● **EXERCISE**: Copy each line below that contains "every".

··· SUPPLIED RECORDS ···

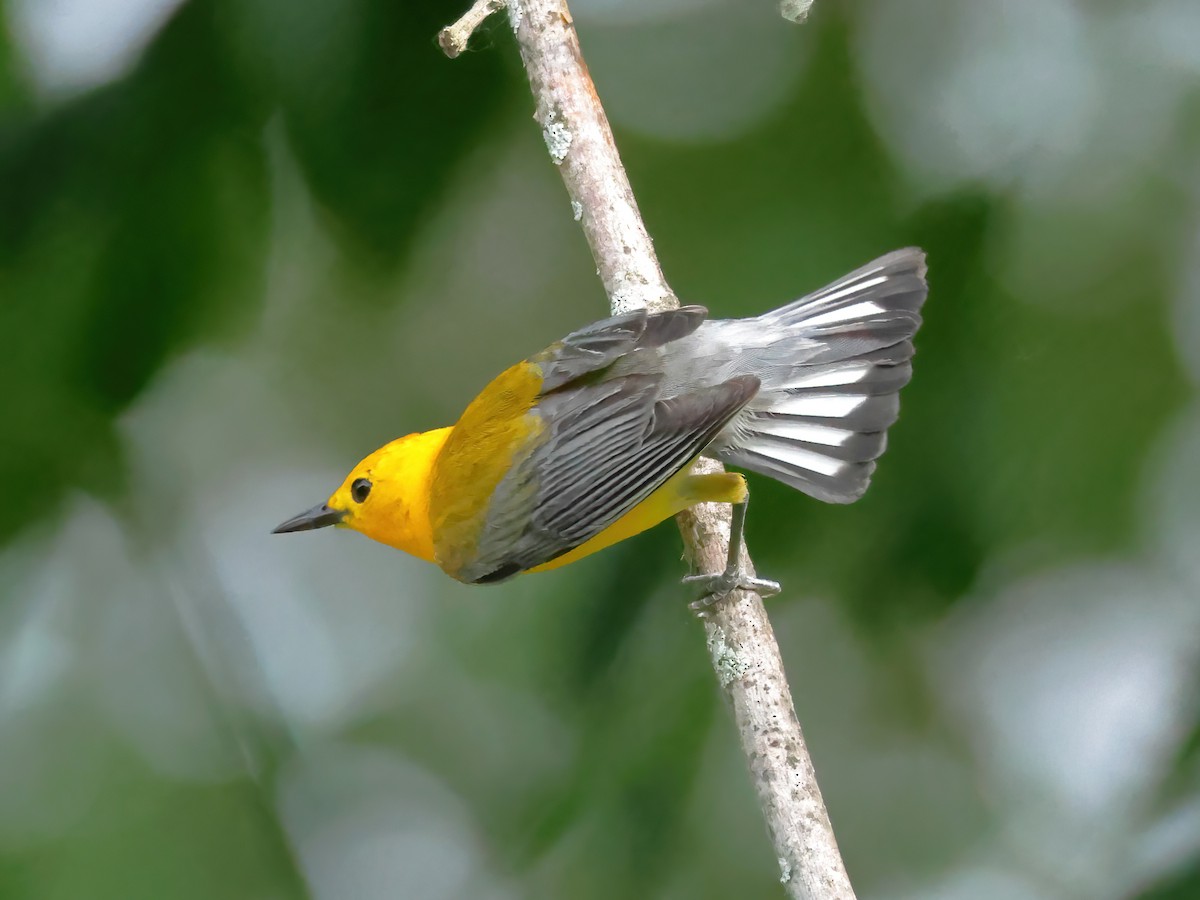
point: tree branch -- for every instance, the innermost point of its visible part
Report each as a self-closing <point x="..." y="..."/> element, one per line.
<point x="741" y="640"/>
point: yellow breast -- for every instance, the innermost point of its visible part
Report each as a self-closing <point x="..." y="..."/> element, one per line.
<point x="492" y="431"/>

···

● **TASK OUTPUT**:
point: tree branch -- for every instance, the innermost point of its visible part
point: yellow breast -- for every instance, the innermost point of its visible part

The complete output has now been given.